> WHAT TO DO:
Pick out every line in the records below that contains the string "water", and copy each of those lines.

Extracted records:

● ● ● ● ●

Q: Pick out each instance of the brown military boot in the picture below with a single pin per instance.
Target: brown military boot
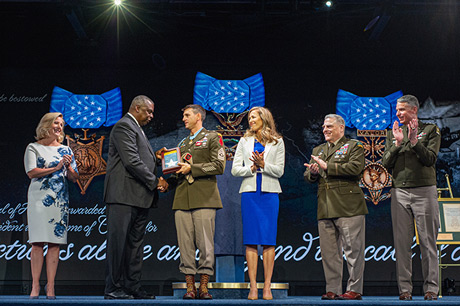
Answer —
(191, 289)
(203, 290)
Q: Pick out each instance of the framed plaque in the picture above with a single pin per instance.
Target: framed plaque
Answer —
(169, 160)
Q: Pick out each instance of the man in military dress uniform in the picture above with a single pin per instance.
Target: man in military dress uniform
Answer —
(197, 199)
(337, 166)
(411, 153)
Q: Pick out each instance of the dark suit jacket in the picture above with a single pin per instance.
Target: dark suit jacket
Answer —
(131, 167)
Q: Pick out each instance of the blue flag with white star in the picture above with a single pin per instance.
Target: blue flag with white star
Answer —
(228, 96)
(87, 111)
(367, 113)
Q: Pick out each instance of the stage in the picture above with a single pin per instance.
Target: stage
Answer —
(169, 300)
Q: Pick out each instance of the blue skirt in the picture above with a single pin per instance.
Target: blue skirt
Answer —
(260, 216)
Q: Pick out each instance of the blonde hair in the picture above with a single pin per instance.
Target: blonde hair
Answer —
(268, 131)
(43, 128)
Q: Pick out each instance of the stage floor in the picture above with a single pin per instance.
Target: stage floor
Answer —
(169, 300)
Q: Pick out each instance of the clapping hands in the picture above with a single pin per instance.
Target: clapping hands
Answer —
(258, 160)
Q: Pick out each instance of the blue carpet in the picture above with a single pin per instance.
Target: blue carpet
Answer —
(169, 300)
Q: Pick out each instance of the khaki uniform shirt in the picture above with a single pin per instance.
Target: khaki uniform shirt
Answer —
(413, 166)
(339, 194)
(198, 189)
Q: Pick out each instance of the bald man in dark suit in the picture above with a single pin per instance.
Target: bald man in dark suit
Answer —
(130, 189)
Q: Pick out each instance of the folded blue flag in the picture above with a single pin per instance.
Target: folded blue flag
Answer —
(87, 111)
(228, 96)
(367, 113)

● ● ● ● ●

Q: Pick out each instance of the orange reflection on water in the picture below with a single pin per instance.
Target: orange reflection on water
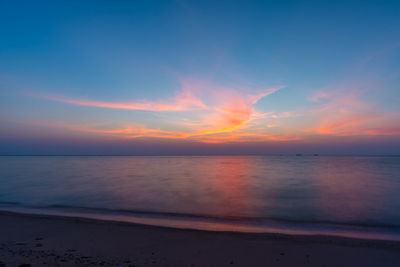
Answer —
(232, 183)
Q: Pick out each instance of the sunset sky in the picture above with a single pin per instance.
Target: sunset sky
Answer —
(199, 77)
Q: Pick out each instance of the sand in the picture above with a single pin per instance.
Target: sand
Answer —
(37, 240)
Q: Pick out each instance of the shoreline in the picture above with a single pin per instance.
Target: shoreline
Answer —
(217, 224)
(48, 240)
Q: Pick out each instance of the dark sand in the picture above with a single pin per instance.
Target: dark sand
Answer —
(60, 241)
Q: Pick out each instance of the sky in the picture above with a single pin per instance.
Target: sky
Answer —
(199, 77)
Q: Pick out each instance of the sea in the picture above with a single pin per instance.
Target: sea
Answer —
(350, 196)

● ● ● ● ●

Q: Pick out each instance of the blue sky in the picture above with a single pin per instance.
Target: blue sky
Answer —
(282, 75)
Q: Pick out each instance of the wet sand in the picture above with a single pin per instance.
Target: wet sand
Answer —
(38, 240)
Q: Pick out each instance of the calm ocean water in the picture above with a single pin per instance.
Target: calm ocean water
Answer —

● ● ● ● ●

> WRITTEN SOLUTION:
Q: Pick out each instance of the orange reflection on water in the picture below with a single pin per instance.
Target: orange reflection on water
Q: Pick out each instance of the calm ocean water in the picture above with a single pin per instance.
Target: calm ocean water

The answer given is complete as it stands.